*DO THIS*
Only the lines from the one containing "Task: locate the hardwood" through the end of the material are to be echoed, each exactly as it appears.

*INPUT*
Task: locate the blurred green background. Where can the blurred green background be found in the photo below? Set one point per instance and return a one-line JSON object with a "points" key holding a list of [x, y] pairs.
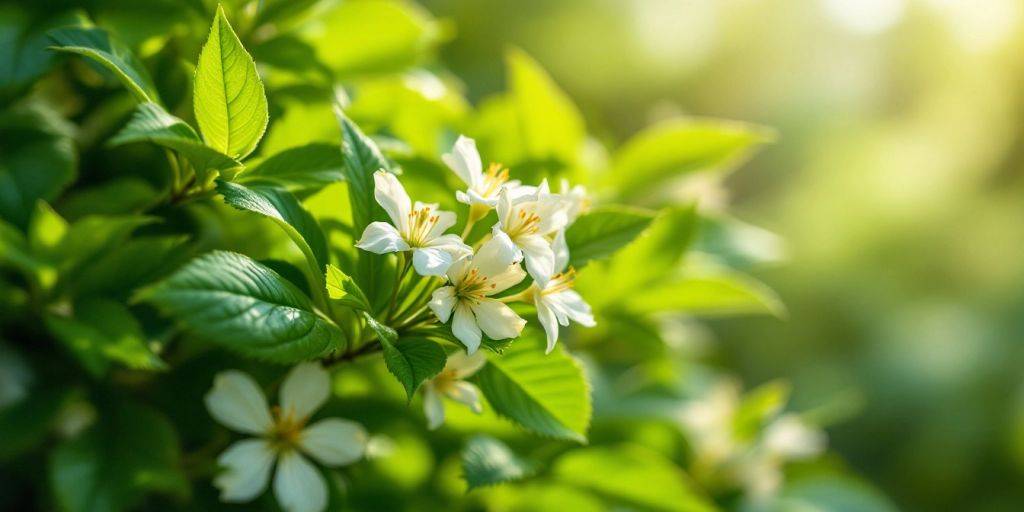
{"points": [[896, 185]]}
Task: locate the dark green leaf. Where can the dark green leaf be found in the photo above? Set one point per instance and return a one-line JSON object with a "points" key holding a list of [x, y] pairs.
{"points": [[132, 452], [97, 45], [633, 476], [228, 299], [602, 231], [545, 393], [102, 331], [413, 360], [38, 160], [306, 167], [284, 209], [486, 461], [153, 124]]}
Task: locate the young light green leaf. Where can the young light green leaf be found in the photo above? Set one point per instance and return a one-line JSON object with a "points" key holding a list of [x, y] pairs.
{"points": [[103, 331], [132, 452], [547, 394], [550, 124], [717, 294], [633, 476], [228, 299], [413, 360], [229, 102], [342, 288], [307, 167], [363, 159], [598, 233], [286, 211], [99, 46], [39, 159], [153, 124], [486, 461], [682, 146]]}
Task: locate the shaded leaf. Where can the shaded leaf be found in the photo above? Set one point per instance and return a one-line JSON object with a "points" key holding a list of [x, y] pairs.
{"points": [[230, 300], [486, 461]]}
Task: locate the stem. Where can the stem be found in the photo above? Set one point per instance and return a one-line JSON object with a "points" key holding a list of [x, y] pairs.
{"points": [[407, 262]]}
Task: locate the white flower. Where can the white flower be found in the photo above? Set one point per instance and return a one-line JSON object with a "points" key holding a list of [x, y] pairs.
{"points": [[418, 227], [238, 402], [529, 221], [451, 383], [557, 303], [473, 281], [579, 202], [482, 187]]}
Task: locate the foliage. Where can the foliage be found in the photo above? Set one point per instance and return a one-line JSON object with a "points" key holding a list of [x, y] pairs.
{"points": [[164, 224]]}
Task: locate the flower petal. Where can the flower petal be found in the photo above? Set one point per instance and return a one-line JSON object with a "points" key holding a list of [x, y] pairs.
{"points": [[334, 441], [465, 161], [298, 485], [467, 394], [433, 409], [548, 321], [464, 328], [431, 261], [247, 469], [498, 321], [305, 389], [496, 254], [442, 302], [238, 402], [381, 238], [540, 258], [511, 276], [391, 196], [561, 250], [464, 365]]}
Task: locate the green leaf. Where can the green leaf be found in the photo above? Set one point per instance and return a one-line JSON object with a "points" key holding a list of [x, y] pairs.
{"points": [[486, 461], [229, 102], [363, 159], [230, 300], [152, 123], [287, 212], [99, 46], [652, 256], [545, 393], [23, 47], [24, 425], [598, 233], [632, 476], [307, 167], [681, 146], [102, 331], [413, 360], [718, 294], [343, 289], [39, 160], [131, 453]]}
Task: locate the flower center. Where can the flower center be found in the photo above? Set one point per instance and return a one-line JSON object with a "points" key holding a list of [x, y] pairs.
{"points": [[420, 223], [474, 286], [560, 282], [287, 429], [496, 176], [524, 221]]}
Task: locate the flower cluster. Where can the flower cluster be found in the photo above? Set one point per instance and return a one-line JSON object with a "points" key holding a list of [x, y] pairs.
{"points": [[529, 231]]}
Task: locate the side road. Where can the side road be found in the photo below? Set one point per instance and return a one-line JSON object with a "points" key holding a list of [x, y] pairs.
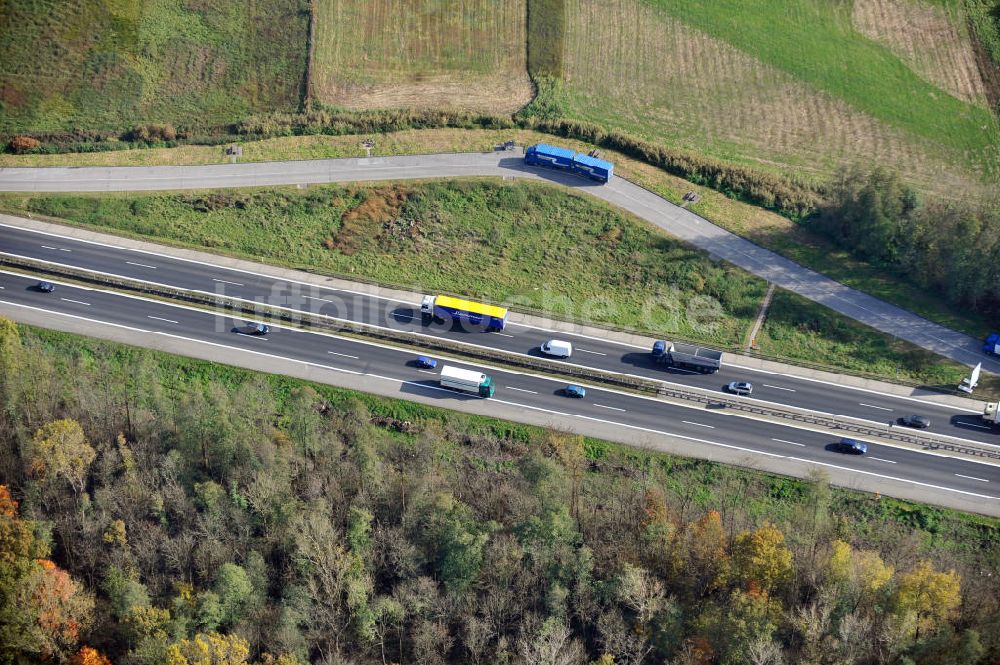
{"points": [[409, 297], [674, 220]]}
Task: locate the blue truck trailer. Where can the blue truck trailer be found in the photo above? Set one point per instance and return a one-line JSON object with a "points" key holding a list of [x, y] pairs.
{"points": [[447, 308], [567, 160], [550, 156]]}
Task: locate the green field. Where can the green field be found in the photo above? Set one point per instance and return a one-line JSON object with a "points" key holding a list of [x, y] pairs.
{"points": [[791, 86], [104, 66], [526, 245]]}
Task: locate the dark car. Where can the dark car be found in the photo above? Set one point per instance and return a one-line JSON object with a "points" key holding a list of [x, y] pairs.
{"points": [[254, 329], [740, 387], [851, 447], [920, 422]]}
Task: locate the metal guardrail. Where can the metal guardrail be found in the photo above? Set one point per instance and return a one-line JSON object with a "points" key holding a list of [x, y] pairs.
{"points": [[708, 398]]}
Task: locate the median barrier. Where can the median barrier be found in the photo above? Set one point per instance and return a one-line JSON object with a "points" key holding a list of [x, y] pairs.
{"points": [[710, 399]]}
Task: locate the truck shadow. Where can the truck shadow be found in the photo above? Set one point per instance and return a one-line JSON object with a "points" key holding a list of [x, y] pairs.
{"points": [[973, 424]]}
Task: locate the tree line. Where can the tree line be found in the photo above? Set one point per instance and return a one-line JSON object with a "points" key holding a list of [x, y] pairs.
{"points": [[950, 247], [160, 510]]}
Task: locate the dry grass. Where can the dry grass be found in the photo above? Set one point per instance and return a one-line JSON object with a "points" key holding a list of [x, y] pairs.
{"points": [[932, 39], [668, 81], [441, 54]]}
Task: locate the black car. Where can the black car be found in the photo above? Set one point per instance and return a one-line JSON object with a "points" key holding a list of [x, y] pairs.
{"points": [[920, 422], [253, 329], [851, 447], [740, 388]]}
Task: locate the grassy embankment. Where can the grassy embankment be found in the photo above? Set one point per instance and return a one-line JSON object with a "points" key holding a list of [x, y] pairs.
{"points": [[697, 485], [791, 86], [104, 66], [545, 250], [437, 54]]}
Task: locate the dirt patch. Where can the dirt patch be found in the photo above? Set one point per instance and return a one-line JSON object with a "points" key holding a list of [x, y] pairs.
{"points": [[376, 215], [933, 42]]}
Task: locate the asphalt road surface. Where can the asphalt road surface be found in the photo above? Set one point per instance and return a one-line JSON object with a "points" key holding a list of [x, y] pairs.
{"points": [[614, 356], [525, 392], [677, 221]]}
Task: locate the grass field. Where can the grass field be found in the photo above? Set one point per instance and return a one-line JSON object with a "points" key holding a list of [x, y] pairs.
{"points": [[102, 65], [523, 244], [783, 85], [442, 54]]}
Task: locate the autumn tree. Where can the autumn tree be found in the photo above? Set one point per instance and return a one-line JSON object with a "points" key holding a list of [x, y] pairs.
{"points": [[61, 450], [761, 557], [931, 596], [42, 610]]}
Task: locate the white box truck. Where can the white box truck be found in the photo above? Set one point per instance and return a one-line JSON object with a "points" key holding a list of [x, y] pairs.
{"points": [[467, 381], [991, 414]]}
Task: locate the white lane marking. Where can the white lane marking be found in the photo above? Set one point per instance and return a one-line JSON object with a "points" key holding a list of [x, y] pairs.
{"points": [[485, 365], [902, 480]]}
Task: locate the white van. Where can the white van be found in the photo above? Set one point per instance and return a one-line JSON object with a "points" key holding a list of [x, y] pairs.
{"points": [[557, 348]]}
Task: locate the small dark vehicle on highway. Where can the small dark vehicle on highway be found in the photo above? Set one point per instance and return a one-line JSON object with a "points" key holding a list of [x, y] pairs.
{"points": [[851, 447], [740, 388], [258, 329], [425, 362], [919, 422]]}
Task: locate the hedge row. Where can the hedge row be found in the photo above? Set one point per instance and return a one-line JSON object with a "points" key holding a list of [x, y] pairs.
{"points": [[784, 195]]}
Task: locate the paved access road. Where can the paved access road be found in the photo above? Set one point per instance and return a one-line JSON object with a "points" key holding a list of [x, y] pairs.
{"points": [[675, 220], [525, 392], [588, 351]]}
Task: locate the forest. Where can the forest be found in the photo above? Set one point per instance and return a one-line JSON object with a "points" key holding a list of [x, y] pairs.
{"points": [[950, 247], [156, 509]]}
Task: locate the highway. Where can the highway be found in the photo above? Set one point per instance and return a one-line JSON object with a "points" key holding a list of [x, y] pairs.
{"points": [[784, 389], [679, 222], [525, 392]]}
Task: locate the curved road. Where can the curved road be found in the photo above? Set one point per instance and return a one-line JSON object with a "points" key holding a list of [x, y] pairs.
{"points": [[677, 221], [782, 447]]}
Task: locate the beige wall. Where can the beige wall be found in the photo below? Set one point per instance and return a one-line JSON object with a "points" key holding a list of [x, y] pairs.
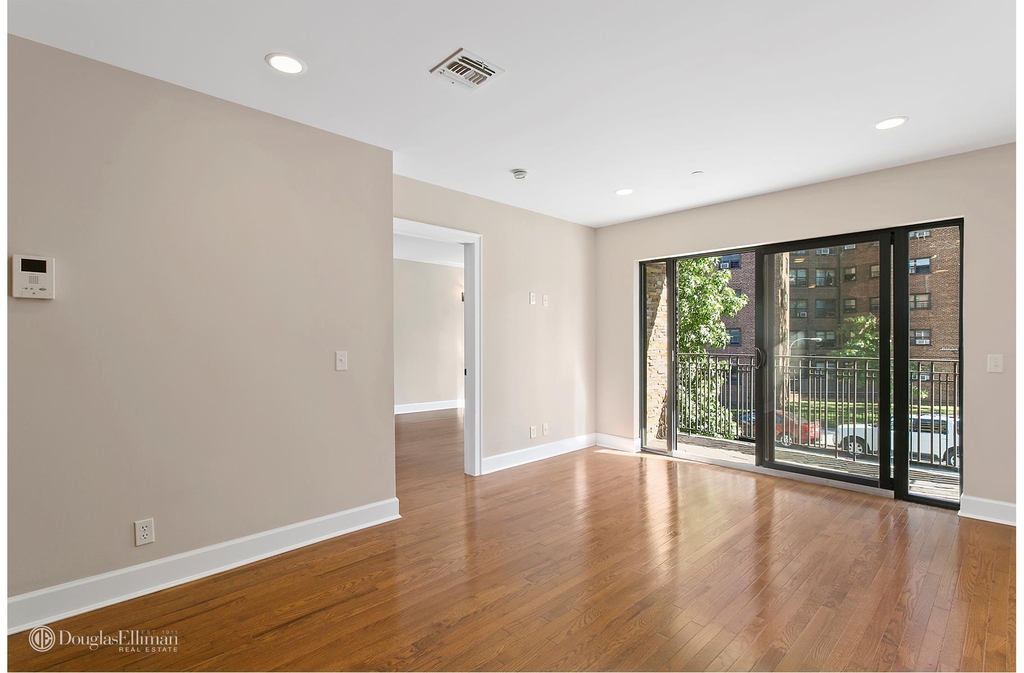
{"points": [[429, 333], [538, 363], [210, 259], [978, 186]]}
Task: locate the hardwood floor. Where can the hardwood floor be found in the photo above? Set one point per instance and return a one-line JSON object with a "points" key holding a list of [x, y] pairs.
{"points": [[598, 560]]}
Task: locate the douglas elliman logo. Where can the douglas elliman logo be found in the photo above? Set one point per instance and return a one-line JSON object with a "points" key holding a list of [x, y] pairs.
{"points": [[42, 638]]}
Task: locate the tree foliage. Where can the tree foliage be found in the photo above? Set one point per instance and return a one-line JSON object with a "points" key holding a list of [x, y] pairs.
{"points": [[704, 299], [859, 336]]}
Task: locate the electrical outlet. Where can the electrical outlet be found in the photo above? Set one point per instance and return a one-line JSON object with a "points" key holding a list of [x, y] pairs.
{"points": [[145, 532]]}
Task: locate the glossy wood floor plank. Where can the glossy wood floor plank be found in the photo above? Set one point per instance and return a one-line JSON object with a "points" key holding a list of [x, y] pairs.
{"points": [[593, 560]]}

*EXERCISE SOLUTION*
Task: locate the hardwood floor. Where can the hardwood floor be found in the photo above? Set one point per instance and return a one-line JSON object with a "points" key holding a list of [x, y] pairs.
{"points": [[598, 560]]}
Task: locate the douglas elliman logo. Where can the douglas elliman logo be found in the photo above? Set one point per instance and return a one-line JSON object with a "points" key holding a list of [x, y] pairs.
{"points": [[42, 638]]}
Task: locate the tree foliage. Where can the tree foliage be found in the photo above? Set one point per instance and return a one-line JSON object with a "points" key holding a list of [x, y] pairs.
{"points": [[704, 299], [859, 336]]}
Task: locate the electrical outlet. Where can the electrical outlet be found in the photo above? Set one point per instance and return a one-line JSON object with a "points" key holding a list of [x, y] pairs.
{"points": [[145, 532]]}
Task: locate the glossy wood floor plank. Where can the glossy wood floor plank be found in the photo above? Set one point per instance and return a one-line JSON object with a "points" key holding a list of [x, y] pairs.
{"points": [[593, 560]]}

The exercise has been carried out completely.